**The problem:**
Return every entry below without altering a word.

**Stored items:**
####
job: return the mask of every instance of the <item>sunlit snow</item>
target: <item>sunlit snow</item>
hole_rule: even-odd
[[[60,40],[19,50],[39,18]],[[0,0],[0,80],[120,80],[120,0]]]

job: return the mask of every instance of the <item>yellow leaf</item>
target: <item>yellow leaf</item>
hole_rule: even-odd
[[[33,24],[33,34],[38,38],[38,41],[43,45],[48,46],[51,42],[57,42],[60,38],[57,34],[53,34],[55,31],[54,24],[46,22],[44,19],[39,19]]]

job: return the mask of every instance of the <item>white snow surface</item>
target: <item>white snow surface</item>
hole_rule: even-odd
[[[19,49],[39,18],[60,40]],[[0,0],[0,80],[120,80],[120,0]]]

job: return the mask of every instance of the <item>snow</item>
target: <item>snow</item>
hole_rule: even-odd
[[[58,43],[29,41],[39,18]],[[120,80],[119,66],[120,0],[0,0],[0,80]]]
####
**Expected answer:**
job: return the mask of every instance of the <item>sunlit snow</item>
target: <item>sunlit snow</item>
hole_rule: even-odd
[[[60,40],[19,50],[39,18]],[[0,0],[0,80],[120,80],[120,0]]]

job: return the mask of every instance of the <item>yellow leaf</item>
target: <item>yellow leaf</item>
hole_rule: even-odd
[[[33,24],[33,34],[38,38],[38,41],[43,45],[48,46],[51,42],[57,42],[60,38],[57,34],[53,34],[55,31],[54,24],[46,22],[44,19],[39,19]]]

job: return the mask of every instance of the <item>white snow surface</item>
target: <item>white snow surface</item>
hole_rule: even-odd
[[[19,49],[39,18],[60,40]],[[0,0],[0,80],[120,80],[120,0]]]

job: return the mask of every instance of the <item>snow</item>
target: <item>snow</item>
hole_rule: even-odd
[[[58,43],[29,41],[39,18]],[[120,80],[119,66],[120,0],[0,0],[0,80]]]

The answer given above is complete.